[INSTRUCCIONES]
• a. Repite del texto sobre la columna de Carlos Peña todo lo que va desde "De cualquier forma, son" hasta "No es poco.".
• b. ¿Qué personas presenta el texto sobre la columna de Carlos Peña como líderes de los clanes más ricos e influyentes del país? Nómbralas a todas.
• c. Retoma el texto sobre la columna de Carlos Peña y sigue escribiéndolo a partir de donde termina.

[FRAGMENTO]
--------------------------------------------------

La columna que reproduzco más abajo, apareció el domingo en El Mercurio con el título "Cosa de cardenales". Es relevante porque dice más de Carlos Peña, abogado y rector de la Universidad Diego Portales, que cualquier artículo sobre su persona. Peña, un liberal de pasado izquierdista que bebe de la dialéctica marxista y se pasea por los clásicos de la filosofía mezclándolos con altas dosis de sentido común y humor corrosivo en sus columnas, suele estar al filo de la provocación de la convención o, derechamente, del abismo mercurial. Por eso, las reacciones a su último texto en que intenta hacerle justicia al cardenal Silva Henríquez, evidenciando de paso la patética operación de lavado de imagen de Angelo Sodano, nuncio apostólico del Vaticano en Chile durante la dictadura, que la semana pasada visitó el país, nose han hecho esperar. Basta ver la sección "Cartas" de El Mercurio, leer las misivas publicadas ayer y hoy y los nombres de sus firmantes, para darse cuenta que esta vez la cosa va en serio. Partiendo por el mismísimo cardenal Francisco Javier Errázuriz y los líderes de los clanes más ricos e influyentes del país: Roberto Angelini, Guillermo Luksic, Eliodoro y Patricia Matte Larraín; y otros no menos relevantes como Ricardo Claro, José María Eyzaguirre, José Tomás Guzmán, Arturo Mackenna, Enrique Barros Bourie y Jorge Matetic.
De cualquier forma, son pocos los que tienen los cojones para escribir columnas como las de Peña, confirmando, a despecho de la corte, que el emperador está desnudo. Menos, los que se atreven a publicarlas. Sobre todo si chocan con las creencias más profundas de los posibles censores: el dueño del medio Agustín Edwards y su director Cristián Zegers. No es poco, eh. No es poco.

--------------------------------------------------

[DATOS REGISTRADOS]
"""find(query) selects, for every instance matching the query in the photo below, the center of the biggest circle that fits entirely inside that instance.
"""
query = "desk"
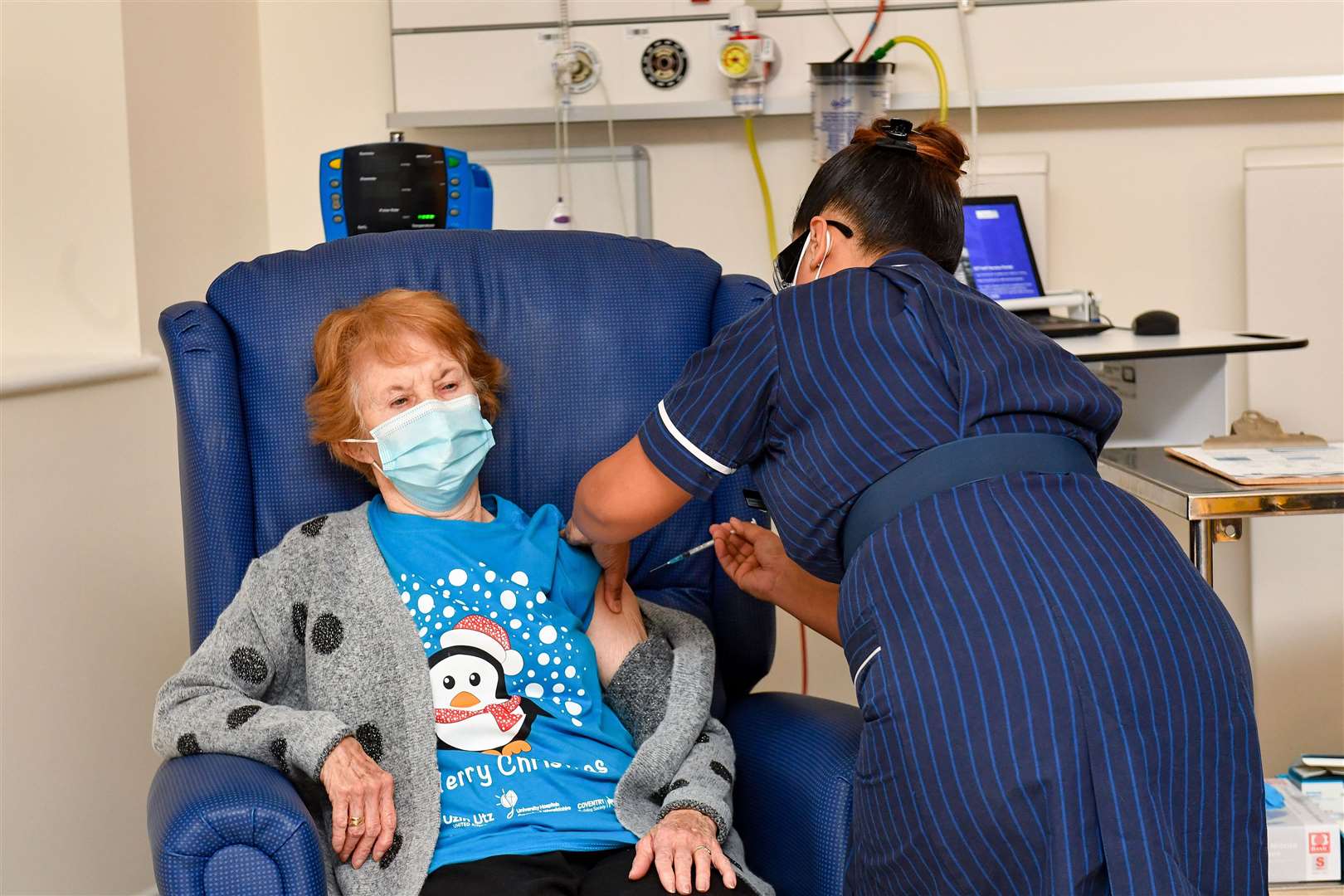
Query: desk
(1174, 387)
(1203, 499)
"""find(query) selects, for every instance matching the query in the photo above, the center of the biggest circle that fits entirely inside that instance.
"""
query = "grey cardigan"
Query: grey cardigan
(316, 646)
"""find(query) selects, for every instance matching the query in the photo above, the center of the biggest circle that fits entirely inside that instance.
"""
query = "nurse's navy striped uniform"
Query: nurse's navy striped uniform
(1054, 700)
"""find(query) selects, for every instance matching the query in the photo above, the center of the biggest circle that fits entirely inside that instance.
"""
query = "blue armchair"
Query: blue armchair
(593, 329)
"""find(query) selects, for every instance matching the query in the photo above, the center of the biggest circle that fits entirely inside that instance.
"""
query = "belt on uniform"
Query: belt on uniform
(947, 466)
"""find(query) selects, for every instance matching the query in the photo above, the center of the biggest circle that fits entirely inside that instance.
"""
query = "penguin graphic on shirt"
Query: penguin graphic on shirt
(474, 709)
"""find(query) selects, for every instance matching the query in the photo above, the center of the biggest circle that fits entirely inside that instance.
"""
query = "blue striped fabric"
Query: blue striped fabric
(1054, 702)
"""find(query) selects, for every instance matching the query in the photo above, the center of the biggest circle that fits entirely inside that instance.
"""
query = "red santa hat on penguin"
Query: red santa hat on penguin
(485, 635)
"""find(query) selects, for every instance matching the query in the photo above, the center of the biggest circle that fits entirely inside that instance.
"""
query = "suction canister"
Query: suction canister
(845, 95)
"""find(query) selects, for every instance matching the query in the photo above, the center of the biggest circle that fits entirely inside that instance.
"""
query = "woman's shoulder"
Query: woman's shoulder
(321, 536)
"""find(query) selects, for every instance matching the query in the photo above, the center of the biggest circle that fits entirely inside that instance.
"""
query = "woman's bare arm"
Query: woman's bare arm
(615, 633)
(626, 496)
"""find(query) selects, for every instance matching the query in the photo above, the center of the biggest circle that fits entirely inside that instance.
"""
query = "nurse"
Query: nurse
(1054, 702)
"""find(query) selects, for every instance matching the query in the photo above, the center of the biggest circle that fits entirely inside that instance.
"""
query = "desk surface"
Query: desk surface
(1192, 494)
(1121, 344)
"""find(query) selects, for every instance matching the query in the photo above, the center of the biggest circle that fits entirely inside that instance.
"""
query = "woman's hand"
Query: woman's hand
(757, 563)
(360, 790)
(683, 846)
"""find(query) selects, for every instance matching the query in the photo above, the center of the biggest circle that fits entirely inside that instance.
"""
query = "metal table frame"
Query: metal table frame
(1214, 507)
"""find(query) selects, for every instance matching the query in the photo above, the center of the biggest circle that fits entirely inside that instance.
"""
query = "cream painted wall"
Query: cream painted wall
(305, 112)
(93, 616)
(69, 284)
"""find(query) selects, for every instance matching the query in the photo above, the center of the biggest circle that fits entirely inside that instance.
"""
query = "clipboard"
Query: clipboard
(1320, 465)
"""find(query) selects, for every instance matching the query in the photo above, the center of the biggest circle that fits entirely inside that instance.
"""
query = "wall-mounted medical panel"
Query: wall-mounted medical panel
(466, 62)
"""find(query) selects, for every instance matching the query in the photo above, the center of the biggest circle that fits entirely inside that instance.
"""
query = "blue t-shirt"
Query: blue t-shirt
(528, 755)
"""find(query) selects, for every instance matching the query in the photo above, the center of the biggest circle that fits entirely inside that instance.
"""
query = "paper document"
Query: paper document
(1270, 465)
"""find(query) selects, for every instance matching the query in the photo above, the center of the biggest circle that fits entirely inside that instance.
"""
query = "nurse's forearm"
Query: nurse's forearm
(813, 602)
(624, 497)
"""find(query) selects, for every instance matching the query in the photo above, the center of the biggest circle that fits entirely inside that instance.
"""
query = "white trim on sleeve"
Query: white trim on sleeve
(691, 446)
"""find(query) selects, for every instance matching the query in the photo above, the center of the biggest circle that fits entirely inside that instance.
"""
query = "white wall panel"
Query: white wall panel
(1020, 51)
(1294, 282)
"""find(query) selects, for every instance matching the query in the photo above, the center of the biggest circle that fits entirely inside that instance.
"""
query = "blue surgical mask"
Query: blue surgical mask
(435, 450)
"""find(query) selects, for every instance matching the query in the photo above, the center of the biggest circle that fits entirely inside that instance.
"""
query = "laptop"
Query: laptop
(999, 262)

--------------------------------------------------

[LAS RESPUESTAS]
• a.
De cualquier forma, son pocos los que tienen los cojones para escribir columnas como las de Peña, confirmando, a despecho de la corte, que el emperador está desnudo. Menos, los que se atreven a publicarlas. Sobre todo si chocan con las creencias más profundas de los posibles censores: el dueño del medio Agustín Edwards y su director Cristián Zegers. No es poco, eh. No es poco.

• b. Roberto Angelini, Guillermo Luksic, Eliodoro Matte Larraín y Patricia Matte Larraín.

• c.
Cosas de cardenales
Carecía de las maneras suaves y algo melifluas de los que vinieron después. Y es que en vez de encantador de serpientes, él quería ser un pastor. Por eso era convencionalmente viril y su voz tronaba como la de un profeta. Era robusto, de cara cuadrada y tenía las orejas mansas, como un campesino andaluz. Las cejas gruesas le daban un aspecto severo que desaparecía apenas conversaba con los más pobres y los más humildes.
Raúl Silva Henríquez tenía una fe profundamente intramundana. Pero no en el sentido del Opus.
Él no se conformaba con vivir mediante la ascética del trabajo bien hecho. No. Silva Henríquez estaba incómodo en este mundo y quería cambiarlo, porque, pensaba él, la tarea de los creyentes era acortar la distancia con ese futuro en cuyo acaecimiento creía a pie juntillas. Si la fe le enseñaba que el verdadero reino no era de este mundo, ¿cómo, entonces, podría vivir a sus anchas en él o conformarse sin más con lo que en él ocurría?
Por eso tuvo esa verdadera compulsión por cambiar las cosas. Sin miedo al escándalo.
Con Manuel Larraín decidió entregar las tierras de la Iglesia a las familias de campesinos que trabajaban en ellas. Algún miembro del Cabildo Metropolitano llegó a amenazarlo con la excomunión, y otro -no sería la primera vez- lo acusó de comunista. Pero no se detuvo. Dio así un impulso irresistible a favor de la reforma agraria.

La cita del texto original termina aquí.